Natural language region descriptions:
==================================================
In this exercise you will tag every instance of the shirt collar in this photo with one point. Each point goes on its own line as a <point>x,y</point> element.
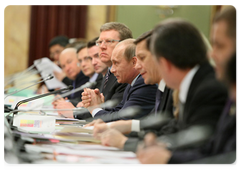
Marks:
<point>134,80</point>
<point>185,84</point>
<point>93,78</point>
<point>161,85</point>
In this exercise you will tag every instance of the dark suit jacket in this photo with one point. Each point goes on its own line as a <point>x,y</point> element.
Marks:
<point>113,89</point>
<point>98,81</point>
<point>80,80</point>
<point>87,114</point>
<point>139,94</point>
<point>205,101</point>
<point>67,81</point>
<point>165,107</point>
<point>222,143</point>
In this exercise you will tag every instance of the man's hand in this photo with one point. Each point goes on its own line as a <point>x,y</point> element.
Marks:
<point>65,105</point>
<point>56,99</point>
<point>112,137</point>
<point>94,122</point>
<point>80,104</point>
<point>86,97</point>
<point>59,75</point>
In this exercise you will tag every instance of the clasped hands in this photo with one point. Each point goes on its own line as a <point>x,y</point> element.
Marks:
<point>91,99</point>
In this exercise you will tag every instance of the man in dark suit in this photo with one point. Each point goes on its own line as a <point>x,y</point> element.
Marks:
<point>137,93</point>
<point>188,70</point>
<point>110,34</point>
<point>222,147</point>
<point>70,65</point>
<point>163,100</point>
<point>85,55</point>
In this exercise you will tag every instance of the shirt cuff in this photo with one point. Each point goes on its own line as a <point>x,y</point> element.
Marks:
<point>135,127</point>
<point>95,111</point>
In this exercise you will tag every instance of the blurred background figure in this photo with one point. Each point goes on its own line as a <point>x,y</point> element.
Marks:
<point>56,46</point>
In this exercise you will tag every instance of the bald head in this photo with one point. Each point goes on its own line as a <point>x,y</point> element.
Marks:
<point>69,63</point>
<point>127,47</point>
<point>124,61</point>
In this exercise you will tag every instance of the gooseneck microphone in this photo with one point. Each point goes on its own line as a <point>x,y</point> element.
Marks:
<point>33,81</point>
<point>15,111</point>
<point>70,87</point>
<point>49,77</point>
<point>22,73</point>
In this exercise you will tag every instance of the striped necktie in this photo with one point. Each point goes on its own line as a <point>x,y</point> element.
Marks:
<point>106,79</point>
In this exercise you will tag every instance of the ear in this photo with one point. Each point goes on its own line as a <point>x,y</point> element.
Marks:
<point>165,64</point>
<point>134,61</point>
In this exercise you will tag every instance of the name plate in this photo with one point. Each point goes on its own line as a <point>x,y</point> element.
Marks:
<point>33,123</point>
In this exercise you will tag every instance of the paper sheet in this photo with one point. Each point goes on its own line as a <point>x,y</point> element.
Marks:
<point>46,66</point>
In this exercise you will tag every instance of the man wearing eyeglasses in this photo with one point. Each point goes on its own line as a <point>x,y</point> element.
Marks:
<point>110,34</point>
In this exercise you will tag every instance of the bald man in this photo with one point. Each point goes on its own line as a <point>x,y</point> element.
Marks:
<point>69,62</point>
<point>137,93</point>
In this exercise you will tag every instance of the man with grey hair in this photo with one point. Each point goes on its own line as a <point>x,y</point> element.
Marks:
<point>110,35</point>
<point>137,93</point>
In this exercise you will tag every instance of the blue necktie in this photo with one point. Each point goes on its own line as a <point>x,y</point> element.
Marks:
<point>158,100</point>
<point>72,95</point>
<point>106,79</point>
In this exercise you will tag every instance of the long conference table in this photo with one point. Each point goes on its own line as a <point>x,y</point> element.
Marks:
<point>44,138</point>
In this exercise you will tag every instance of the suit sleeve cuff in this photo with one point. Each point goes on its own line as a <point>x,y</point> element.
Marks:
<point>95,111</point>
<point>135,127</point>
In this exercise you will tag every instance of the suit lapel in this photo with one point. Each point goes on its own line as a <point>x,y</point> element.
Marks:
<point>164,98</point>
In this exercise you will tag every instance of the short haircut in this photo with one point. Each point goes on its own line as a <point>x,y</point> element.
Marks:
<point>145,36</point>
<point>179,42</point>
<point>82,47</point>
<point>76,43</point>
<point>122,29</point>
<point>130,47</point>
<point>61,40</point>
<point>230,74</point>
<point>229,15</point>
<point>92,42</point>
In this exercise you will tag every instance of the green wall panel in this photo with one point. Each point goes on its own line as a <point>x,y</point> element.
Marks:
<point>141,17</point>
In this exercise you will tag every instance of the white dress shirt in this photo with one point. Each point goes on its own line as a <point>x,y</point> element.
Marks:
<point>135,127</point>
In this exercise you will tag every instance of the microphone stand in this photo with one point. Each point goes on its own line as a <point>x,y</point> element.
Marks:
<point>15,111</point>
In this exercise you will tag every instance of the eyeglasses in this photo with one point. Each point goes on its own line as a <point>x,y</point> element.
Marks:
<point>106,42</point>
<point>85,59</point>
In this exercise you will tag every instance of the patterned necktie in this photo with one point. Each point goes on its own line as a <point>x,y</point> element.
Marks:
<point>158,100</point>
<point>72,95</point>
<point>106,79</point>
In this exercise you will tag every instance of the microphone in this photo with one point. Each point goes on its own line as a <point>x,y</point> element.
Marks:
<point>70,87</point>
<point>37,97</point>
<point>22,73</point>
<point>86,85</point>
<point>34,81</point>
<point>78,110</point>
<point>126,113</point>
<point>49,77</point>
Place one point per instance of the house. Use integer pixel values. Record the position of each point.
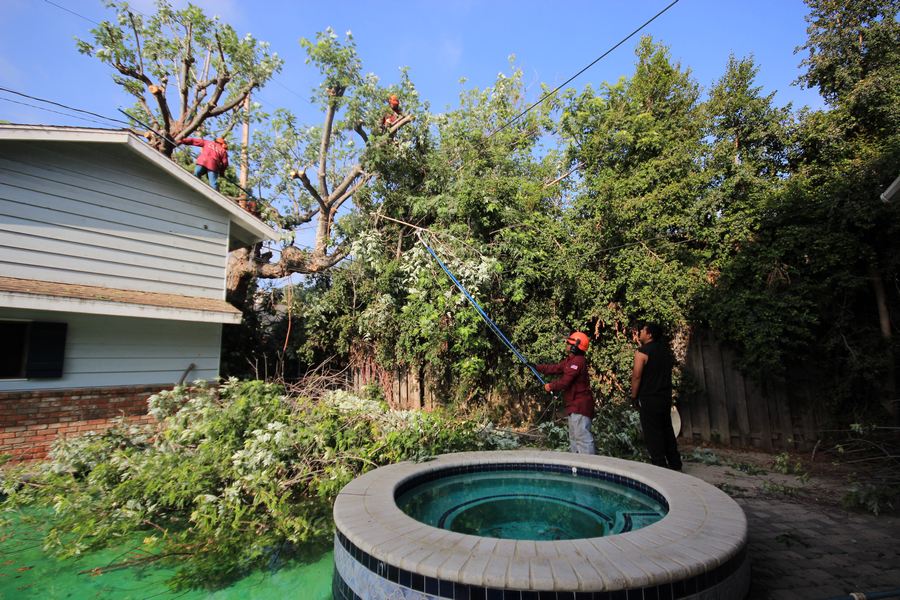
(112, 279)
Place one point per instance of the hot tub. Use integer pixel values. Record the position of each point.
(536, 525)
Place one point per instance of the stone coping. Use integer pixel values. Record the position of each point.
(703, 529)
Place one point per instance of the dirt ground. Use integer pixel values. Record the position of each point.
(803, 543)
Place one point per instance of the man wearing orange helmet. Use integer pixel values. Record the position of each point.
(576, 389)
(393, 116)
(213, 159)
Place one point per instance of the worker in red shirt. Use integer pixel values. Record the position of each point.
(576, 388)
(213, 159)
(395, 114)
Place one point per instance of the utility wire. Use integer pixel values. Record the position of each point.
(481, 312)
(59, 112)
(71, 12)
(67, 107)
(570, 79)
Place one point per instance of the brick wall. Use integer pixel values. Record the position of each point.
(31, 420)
==================================================
What the task asks:
From the records above, pull every line that has the string "cuff" and copy it.

Your response:
In this exercise you will tag every instance of the shirt cuff in this photo with one point. Each point goes on its own line as a <point>x,y</point> element.
In this exercise you will tag every instance of the suit sleeve cuff in this photo with one point. Each point goes on its own line as a <point>x,y</point> element.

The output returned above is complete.